In the material below, find the part that opens with the line containing "on the black" and closes with the line containing "Query: black plastic toggle". Render only that part as a Markdown table with the columns Row and Line, giving each line its own numbered row and omitting any blank lines.

(Dataset rows)
** Start **
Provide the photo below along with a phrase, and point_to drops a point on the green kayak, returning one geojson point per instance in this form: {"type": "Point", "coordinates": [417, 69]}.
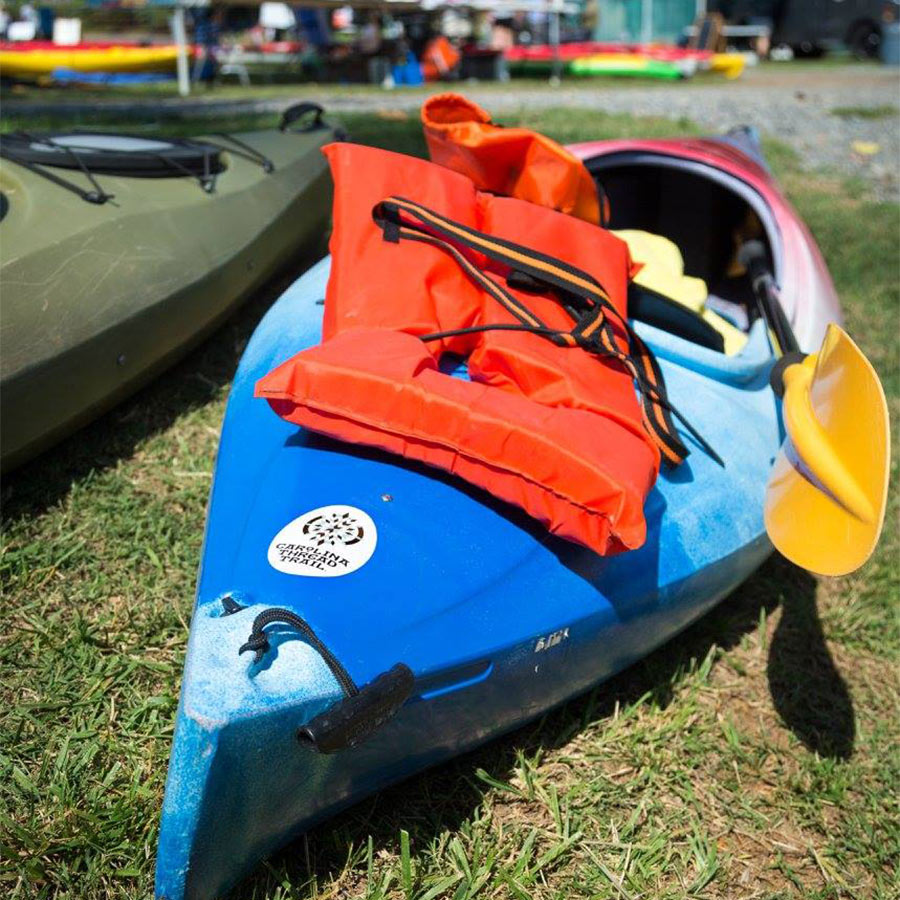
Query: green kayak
{"type": "Point", "coordinates": [118, 252]}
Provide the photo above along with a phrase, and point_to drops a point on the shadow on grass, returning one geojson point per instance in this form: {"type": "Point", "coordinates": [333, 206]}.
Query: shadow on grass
{"type": "Point", "coordinates": [807, 691]}
{"type": "Point", "coordinates": [38, 485]}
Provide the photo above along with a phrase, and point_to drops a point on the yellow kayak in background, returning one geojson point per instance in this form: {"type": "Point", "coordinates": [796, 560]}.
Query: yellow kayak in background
{"type": "Point", "coordinates": [731, 65]}
{"type": "Point", "coordinates": [33, 64]}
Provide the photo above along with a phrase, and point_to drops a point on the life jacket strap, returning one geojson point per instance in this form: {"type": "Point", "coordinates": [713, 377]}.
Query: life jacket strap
{"type": "Point", "coordinates": [582, 297]}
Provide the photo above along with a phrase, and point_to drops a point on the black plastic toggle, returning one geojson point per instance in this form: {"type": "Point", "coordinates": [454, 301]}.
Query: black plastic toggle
{"type": "Point", "coordinates": [353, 720]}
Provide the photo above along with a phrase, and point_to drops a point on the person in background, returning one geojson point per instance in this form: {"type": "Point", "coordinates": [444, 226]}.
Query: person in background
{"type": "Point", "coordinates": [369, 41]}
{"type": "Point", "coordinates": [207, 35]}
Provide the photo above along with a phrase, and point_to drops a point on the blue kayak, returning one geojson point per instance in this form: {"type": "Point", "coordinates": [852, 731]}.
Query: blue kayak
{"type": "Point", "coordinates": [389, 562]}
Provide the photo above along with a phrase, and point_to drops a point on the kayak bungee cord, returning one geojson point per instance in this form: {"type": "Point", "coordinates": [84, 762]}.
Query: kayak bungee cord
{"type": "Point", "coordinates": [362, 710]}
{"type": "Point", "coordinates": [579, 293]}
{"type": "Point", "coordinates": [246, 151]}
{"type": "Point", "coordinates": [259, 643]}
{"type": "Point", "coordinates": [203, 171]}
{"type": "Point", "coordinates": [98, 195]}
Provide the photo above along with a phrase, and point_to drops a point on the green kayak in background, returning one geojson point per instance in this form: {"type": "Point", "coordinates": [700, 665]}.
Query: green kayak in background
{"type": "Point", "coordinates": [119, 252]}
** End **
- Result of this task:
| Row | Line |
|---|---|
| 1 | Provide the photo above along with a phrase, and point_to drops a point on the black plastic toggle, returning one geojson point per instance in this form: {"type": "Point", "coordinates": [454, 301]}. |
| 2 | Query: black plastic toggle |